WORK TO BE COMPLETED =>
Extract every line of the entries that contains the word "each", matching uppercase and lowercase letters exactly.

Entries from a data source =>

##########

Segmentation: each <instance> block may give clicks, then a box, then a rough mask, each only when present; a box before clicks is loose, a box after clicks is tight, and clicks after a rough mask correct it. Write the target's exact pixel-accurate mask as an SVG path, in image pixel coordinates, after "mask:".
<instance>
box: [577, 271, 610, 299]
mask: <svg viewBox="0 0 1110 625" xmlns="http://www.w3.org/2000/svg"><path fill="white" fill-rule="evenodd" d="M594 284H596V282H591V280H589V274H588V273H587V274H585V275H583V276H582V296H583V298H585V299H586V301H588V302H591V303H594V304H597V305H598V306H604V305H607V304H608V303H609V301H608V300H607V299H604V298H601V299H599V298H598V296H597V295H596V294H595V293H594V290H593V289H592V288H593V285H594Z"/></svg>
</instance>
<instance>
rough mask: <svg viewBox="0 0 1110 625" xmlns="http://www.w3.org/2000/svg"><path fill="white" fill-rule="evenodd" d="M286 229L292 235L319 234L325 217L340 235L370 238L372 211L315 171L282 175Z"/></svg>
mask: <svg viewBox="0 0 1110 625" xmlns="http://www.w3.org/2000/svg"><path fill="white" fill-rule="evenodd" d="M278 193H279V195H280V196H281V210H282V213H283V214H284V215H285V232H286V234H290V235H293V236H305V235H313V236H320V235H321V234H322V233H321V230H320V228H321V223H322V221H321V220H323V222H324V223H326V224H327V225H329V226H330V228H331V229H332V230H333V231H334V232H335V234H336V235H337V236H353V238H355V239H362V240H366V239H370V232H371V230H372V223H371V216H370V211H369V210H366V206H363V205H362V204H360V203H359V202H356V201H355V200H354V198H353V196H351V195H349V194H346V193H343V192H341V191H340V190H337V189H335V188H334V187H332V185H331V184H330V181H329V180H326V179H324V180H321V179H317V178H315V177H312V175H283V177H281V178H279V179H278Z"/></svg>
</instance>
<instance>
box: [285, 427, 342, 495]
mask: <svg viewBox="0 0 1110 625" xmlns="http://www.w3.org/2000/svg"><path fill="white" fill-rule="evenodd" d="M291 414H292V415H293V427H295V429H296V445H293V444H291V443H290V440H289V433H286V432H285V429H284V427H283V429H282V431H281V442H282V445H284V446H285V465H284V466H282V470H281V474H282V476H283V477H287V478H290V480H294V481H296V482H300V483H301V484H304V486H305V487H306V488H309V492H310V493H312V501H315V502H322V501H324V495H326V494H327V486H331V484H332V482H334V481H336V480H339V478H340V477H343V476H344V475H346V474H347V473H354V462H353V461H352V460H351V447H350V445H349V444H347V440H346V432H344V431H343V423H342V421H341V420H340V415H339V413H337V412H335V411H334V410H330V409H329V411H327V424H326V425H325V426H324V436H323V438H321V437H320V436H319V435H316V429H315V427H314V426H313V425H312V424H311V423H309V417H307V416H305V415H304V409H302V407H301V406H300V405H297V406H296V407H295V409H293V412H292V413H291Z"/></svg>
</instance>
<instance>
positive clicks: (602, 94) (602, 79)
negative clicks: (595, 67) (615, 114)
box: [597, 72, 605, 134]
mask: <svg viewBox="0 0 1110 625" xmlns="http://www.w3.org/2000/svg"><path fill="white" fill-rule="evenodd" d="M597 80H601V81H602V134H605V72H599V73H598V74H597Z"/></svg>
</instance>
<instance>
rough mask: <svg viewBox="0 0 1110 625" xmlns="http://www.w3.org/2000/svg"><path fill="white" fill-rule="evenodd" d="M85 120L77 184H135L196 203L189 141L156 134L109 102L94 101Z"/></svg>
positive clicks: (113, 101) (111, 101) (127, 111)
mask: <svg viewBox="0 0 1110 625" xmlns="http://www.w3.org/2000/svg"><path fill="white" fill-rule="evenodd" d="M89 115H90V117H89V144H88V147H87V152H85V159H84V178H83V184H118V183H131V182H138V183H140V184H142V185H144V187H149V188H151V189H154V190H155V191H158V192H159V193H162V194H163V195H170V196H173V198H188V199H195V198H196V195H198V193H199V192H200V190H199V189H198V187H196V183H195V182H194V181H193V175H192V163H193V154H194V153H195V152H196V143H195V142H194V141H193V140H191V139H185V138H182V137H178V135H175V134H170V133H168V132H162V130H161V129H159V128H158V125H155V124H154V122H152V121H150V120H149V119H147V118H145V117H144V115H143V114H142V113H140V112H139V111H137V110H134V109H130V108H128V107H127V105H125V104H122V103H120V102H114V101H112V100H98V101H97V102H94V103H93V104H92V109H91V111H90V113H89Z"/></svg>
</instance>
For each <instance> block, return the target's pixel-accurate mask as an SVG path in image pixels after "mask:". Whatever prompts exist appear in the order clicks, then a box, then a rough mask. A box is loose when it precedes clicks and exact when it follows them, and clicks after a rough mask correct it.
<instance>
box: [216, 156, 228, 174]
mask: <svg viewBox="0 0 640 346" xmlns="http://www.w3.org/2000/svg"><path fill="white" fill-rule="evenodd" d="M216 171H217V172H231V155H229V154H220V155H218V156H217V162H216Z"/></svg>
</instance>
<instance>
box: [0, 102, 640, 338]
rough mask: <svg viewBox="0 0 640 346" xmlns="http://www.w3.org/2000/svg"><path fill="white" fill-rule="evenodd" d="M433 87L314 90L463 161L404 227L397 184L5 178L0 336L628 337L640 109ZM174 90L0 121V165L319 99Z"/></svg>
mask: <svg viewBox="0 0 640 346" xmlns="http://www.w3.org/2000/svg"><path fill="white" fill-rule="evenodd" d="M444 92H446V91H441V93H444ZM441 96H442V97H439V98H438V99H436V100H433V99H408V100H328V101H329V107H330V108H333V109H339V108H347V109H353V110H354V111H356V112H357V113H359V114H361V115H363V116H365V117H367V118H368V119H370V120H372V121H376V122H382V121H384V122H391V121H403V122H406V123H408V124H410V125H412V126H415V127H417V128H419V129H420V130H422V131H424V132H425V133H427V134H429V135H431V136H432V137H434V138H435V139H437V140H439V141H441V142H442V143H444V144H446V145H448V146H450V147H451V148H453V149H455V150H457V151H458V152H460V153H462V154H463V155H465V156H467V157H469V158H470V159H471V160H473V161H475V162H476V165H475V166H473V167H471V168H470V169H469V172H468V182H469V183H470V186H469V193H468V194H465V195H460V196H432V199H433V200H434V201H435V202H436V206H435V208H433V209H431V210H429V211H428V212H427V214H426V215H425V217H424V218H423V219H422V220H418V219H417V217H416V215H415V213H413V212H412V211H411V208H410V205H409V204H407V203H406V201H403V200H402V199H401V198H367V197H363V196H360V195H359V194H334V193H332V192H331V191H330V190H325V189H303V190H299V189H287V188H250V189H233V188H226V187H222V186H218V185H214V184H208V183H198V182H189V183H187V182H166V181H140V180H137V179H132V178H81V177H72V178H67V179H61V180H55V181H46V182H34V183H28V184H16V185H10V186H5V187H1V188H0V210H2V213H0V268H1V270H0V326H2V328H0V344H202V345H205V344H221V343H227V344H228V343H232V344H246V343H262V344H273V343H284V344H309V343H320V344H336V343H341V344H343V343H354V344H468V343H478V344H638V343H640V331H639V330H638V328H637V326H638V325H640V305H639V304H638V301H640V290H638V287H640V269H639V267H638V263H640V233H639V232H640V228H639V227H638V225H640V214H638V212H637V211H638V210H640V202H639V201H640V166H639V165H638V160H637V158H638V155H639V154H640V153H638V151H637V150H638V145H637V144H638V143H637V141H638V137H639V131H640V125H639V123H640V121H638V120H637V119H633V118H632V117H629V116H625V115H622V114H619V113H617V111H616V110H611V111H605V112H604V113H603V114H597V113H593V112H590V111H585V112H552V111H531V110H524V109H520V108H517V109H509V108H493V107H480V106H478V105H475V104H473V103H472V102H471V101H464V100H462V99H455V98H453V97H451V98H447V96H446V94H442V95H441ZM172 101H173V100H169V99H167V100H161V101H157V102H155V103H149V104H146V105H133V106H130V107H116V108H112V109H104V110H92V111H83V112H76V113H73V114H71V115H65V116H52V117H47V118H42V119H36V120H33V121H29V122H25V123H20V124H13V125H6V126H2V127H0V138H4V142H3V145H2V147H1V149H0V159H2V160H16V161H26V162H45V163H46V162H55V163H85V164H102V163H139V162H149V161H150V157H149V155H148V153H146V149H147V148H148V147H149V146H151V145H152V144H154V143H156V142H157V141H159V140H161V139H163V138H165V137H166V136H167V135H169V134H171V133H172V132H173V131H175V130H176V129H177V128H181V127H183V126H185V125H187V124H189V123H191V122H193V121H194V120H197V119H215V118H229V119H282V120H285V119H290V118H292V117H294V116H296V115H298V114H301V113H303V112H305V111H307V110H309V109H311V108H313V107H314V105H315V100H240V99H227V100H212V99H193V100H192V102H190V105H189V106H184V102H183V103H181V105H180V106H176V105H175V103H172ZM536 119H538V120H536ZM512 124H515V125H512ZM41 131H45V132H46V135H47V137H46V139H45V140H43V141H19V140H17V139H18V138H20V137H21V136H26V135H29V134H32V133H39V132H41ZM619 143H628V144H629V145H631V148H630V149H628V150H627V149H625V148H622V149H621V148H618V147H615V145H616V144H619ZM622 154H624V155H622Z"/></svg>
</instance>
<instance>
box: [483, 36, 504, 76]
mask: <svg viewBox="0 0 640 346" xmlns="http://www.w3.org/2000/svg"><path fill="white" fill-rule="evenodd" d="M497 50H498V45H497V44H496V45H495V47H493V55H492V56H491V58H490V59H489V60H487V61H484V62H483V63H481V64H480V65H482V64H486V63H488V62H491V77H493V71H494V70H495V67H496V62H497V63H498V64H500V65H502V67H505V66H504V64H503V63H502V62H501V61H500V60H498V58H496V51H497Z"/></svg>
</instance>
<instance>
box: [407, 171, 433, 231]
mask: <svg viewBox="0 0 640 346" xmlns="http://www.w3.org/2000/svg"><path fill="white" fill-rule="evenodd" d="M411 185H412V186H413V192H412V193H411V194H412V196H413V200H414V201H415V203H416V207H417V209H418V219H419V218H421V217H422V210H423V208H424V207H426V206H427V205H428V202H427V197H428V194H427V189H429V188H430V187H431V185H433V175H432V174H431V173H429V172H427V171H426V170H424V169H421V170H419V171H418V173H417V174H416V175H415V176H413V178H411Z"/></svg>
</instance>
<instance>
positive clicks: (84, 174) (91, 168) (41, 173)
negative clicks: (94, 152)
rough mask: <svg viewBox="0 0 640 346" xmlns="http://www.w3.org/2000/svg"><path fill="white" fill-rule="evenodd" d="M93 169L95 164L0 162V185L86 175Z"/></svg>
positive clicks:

##########

SOLUTION TO THIS EXERCISE =>
Segmentation: each <instance> block may give clicks, then a box, then a rough mask, each only when present; a box before clicks is loose, a box after clicks is tight, and clicks after a rough mask correct it. Write the target's exact pixel-accurate mask as an SVG path, in image pixel coordinates, after "mask:".
For each <instance> block, return the target's pixel-accurate mask as an SVG path in image pixels after "mask:". Whatever prompts exist appear in the order clicks, then a box, then a rough mask. A box is loose when it precedes clicks and exact when it follows them, and clicks after a rough mask correct it.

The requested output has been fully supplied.